Text segment:
Latest Neurology News
By Brenda Goodman, MA
WebMD Health News
Reviewed by Brunilda Nazario, MD
Aug. 25, 2014 -- John Jerome has never been so happy to be so cold.
The day he joined hordes of other Americans and got a bucket of ice water dumped on his head for charity, his hometown of Auburn, AL, was sweltering under temperatures in the high 90s. So the frosty soak felt pretty good, he says.
It also just felt good to be alive.
"I really thought I'd be dead by now," says Jerome, who is 52.
Eleven years ago, a doctor diagnosed him with amyotrophic lateral sclerosis (ALS). The average life expectancy for someone with ALS -- also called Lou Gehrig's disease after the famous baseball player who succumbed to the disorder -- is 2 to 5 years after diagnosis.
Jerome has defied the odds.
He can still talk, though his speech is halting and effortful. He can still walk. The disease hasn't yet robbed him of his muscle control.
"It means that I've been able to see my children grow up and be a part of their lives," he says. His 18-year-old son is studying at the Air Force Academy. His 22-year-old daughter is in graduate school, he says proudly.

Excerpted data:
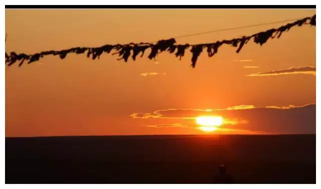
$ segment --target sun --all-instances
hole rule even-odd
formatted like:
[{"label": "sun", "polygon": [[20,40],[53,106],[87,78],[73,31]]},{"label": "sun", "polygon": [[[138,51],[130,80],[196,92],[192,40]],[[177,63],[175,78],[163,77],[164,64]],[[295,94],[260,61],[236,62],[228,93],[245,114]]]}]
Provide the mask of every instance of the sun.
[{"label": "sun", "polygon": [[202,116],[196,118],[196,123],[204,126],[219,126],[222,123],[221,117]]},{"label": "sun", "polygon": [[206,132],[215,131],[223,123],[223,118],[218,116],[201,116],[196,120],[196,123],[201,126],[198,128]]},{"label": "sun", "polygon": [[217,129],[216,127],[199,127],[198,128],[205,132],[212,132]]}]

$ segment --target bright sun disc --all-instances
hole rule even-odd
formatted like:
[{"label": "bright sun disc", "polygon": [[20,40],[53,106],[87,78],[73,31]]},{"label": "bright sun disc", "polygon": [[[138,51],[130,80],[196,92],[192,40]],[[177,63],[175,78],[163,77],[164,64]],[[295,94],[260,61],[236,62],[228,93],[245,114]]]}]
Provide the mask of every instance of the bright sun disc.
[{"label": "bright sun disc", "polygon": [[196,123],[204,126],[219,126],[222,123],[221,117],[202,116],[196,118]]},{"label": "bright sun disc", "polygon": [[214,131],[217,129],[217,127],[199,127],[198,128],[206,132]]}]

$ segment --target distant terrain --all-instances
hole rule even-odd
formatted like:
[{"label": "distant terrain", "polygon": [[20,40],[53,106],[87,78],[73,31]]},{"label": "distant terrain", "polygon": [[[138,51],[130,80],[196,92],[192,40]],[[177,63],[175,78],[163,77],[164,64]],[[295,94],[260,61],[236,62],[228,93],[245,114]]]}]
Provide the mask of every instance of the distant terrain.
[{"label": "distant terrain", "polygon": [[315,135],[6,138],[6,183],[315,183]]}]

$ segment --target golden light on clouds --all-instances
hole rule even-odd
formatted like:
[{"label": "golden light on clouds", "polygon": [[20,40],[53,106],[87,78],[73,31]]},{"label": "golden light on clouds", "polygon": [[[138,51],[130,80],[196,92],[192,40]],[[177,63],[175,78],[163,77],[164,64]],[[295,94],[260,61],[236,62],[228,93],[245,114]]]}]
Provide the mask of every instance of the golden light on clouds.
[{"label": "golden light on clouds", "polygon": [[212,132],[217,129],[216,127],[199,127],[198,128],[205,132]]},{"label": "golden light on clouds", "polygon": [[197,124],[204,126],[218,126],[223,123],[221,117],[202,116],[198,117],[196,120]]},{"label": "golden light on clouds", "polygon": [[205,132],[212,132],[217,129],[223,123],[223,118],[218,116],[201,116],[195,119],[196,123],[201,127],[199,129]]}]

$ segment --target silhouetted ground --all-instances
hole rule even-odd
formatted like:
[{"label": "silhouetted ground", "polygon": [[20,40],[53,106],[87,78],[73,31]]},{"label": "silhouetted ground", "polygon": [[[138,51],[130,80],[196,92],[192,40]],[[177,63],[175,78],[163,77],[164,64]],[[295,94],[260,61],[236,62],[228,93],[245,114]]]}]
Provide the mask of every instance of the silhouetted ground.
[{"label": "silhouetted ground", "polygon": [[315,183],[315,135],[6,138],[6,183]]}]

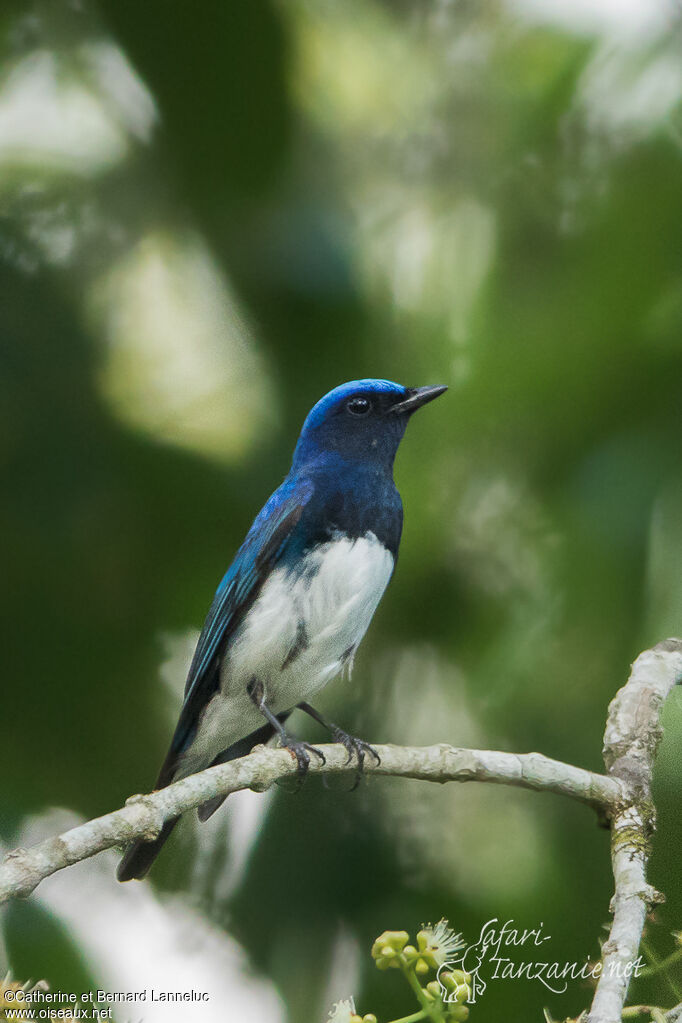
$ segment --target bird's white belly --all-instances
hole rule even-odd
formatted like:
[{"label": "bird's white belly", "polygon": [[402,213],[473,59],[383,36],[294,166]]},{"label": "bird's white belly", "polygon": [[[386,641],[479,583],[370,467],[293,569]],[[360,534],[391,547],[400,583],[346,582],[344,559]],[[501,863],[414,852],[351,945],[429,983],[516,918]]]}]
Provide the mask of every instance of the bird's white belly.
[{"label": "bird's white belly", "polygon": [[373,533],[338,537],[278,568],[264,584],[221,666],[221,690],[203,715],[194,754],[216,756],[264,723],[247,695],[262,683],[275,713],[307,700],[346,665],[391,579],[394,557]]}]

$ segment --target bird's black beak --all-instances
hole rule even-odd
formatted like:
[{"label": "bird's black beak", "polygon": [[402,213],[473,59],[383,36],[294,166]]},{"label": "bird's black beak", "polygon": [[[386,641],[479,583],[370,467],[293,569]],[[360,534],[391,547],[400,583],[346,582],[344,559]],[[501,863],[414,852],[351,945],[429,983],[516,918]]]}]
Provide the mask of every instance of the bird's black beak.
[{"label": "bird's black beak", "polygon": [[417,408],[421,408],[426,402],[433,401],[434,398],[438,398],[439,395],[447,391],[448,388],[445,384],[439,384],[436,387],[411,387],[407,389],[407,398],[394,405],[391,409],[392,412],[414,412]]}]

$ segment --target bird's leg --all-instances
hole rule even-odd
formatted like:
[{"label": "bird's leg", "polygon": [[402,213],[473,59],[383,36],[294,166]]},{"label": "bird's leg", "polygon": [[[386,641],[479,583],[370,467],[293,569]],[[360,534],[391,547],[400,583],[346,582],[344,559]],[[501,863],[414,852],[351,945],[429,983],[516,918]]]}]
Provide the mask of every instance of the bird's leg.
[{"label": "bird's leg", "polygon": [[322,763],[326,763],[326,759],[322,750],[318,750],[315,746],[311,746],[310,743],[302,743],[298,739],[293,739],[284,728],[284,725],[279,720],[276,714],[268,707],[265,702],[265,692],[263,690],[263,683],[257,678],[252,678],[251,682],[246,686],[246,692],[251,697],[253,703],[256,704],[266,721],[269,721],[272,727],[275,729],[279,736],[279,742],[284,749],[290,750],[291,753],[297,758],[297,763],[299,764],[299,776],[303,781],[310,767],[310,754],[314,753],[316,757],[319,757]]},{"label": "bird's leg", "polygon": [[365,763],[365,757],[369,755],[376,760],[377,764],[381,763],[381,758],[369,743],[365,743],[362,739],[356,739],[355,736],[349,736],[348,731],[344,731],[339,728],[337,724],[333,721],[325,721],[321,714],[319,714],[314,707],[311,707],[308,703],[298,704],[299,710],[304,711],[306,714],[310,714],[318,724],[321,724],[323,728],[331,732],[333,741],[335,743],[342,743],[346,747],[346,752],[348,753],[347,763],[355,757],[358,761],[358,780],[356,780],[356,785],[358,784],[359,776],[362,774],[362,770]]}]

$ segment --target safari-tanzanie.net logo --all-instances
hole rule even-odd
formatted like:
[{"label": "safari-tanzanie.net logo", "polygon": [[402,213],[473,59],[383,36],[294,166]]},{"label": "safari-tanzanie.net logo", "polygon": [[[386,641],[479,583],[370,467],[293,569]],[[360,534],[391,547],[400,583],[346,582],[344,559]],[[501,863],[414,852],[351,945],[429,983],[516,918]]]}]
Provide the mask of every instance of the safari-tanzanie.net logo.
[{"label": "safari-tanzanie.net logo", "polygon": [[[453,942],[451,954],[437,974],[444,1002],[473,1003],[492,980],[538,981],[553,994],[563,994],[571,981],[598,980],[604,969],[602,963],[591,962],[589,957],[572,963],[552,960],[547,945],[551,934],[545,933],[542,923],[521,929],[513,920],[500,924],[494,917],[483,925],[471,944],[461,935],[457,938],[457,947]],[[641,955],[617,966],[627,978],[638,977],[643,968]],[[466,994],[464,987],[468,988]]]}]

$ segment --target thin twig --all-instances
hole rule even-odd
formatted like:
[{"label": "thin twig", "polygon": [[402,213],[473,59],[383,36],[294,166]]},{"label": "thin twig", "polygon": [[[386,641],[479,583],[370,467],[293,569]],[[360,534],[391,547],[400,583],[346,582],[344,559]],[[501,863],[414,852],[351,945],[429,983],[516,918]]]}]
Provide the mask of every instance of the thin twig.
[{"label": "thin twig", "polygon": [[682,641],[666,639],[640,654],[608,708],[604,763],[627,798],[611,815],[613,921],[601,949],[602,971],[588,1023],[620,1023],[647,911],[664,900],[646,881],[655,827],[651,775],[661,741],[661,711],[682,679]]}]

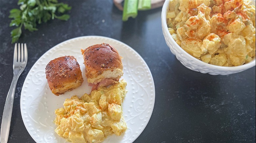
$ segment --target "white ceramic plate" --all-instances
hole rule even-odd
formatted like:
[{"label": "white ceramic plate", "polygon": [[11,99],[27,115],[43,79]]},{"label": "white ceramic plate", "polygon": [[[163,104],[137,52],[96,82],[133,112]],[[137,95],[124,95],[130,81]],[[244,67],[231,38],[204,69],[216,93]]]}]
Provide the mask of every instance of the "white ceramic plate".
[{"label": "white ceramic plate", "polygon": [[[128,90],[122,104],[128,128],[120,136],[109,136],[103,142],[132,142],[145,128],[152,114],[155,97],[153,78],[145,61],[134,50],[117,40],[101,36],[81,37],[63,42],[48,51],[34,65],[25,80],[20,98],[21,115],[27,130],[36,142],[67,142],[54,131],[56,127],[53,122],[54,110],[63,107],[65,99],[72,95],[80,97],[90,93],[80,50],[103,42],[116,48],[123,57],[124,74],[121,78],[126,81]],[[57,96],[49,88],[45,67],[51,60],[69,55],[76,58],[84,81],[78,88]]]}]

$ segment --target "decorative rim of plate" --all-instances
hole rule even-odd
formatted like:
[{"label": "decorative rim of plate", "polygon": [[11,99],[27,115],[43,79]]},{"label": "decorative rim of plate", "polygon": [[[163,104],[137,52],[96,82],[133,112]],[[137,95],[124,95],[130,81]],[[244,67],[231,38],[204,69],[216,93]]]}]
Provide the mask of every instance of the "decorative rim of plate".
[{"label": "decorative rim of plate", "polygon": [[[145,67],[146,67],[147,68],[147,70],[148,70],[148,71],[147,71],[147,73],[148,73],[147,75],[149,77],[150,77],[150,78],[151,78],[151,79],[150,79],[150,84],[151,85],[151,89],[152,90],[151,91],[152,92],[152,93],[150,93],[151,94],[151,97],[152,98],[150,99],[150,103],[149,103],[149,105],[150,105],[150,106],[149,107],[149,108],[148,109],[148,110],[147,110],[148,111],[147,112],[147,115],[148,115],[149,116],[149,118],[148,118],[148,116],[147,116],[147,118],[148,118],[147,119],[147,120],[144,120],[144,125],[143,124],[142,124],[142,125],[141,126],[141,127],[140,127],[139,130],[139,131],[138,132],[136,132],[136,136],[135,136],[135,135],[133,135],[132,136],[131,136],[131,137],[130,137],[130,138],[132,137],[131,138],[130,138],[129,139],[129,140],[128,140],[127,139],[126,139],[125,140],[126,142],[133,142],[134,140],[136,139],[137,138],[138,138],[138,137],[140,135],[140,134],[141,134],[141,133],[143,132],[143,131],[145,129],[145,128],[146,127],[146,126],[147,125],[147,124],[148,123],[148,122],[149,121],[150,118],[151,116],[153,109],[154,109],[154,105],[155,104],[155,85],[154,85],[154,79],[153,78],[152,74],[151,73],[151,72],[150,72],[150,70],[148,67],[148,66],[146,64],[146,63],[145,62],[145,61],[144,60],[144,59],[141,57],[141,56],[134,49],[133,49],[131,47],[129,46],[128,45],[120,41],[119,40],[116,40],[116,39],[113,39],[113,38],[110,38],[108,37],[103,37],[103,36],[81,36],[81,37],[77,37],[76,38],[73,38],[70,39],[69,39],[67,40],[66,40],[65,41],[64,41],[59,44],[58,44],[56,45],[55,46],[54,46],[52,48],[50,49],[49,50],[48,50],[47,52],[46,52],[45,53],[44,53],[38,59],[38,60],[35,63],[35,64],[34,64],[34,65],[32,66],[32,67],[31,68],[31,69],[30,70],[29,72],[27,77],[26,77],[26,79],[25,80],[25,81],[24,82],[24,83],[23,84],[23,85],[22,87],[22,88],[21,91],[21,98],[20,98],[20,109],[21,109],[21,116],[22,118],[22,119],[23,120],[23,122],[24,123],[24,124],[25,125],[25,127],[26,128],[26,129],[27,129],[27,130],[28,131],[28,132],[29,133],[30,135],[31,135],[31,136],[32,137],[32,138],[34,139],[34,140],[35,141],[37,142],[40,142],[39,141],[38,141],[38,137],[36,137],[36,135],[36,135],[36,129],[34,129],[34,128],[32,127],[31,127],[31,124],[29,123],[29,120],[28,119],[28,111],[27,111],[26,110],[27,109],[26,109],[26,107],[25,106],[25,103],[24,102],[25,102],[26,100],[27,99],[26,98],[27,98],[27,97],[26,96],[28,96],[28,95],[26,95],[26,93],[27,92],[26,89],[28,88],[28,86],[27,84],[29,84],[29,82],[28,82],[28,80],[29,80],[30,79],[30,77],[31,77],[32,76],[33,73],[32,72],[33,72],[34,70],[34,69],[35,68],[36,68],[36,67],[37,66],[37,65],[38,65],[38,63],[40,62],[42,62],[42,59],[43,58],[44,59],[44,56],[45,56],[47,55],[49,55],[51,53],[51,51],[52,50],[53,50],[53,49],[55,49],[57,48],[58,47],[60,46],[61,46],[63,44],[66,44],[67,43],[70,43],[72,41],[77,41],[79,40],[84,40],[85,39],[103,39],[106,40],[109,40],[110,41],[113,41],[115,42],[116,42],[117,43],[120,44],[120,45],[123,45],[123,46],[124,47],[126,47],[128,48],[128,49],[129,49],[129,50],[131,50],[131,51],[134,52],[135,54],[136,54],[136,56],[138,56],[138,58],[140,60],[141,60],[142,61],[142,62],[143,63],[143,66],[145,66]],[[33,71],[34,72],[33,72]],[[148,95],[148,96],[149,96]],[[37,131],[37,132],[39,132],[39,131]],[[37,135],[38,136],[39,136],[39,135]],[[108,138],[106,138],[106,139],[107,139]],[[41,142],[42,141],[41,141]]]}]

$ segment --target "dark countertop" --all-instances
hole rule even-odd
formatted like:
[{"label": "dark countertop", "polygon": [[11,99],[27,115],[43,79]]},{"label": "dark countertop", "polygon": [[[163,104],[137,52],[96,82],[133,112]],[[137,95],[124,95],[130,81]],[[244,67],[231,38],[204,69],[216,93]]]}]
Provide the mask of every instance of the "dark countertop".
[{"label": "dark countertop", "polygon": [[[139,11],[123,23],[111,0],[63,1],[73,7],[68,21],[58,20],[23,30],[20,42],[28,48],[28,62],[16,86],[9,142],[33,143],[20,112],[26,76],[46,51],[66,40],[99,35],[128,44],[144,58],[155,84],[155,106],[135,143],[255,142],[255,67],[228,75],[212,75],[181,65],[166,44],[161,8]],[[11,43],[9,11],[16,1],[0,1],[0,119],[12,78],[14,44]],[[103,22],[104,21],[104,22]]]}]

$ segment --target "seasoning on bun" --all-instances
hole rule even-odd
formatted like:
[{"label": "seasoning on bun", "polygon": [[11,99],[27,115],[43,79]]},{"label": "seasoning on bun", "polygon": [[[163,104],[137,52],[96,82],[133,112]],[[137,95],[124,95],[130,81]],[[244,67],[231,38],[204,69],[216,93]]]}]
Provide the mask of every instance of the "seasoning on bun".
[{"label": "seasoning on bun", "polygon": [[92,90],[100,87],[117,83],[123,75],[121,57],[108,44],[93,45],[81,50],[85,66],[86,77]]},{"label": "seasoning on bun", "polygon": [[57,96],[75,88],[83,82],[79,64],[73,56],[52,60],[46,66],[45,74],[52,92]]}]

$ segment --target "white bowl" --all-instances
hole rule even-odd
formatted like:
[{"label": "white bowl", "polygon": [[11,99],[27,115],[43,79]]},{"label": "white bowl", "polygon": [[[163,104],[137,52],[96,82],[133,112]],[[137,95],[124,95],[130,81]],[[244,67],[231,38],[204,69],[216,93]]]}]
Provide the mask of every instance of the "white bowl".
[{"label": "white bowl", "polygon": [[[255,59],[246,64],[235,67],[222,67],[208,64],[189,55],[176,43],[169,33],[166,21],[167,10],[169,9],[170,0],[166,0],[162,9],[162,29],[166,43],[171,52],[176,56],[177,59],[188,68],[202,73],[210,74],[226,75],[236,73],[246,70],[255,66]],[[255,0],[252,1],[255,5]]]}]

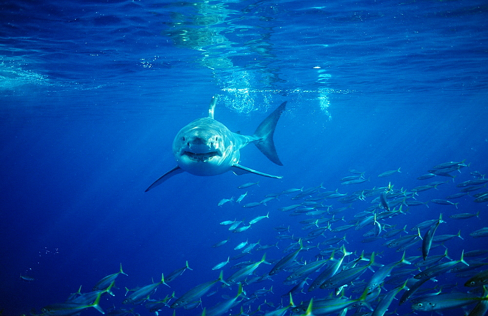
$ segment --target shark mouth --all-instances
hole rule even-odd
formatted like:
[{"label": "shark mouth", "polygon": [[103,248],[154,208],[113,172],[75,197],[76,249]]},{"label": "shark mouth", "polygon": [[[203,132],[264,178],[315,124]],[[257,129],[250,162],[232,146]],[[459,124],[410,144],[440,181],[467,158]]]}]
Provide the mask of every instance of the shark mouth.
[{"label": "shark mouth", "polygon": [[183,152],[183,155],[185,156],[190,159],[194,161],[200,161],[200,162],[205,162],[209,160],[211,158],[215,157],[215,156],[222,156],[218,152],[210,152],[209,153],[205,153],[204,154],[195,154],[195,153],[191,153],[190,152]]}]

Task instructions:
(A) In the news article about John Jerome, what were the temperatures in his hometown on the day he got the ice water dumped on him?
(B) Swap "Air Force Academy" for "Naval Academy" and write out the stretch of the John Jerome article from "Eleven years ago, a" through "he says proudly.".

Problem solutions:
(A) They were in the high 90s.

(B)
Eleven years ago, a doctor diagnosed him with amyotrophic lateral sclerosis (ALS). The average life expectancy for someone with ALS -- also called Lou Gehrig's disease after the famous baseball player who succumbed to the disorder -- is 2 to 5 years after diagnosis.
Jerome has defied the odds.
He can still talk, though his speech is halting and effortful. He can still walk. The disease hasn't yet robbed him of his muscle control.
"It means that I've been able to see my children grow up and be a part of their lives," he says. His 18-year-old son is studying at the Naval Academy. His 22-year-old daughter is in graduate school, he says proudly.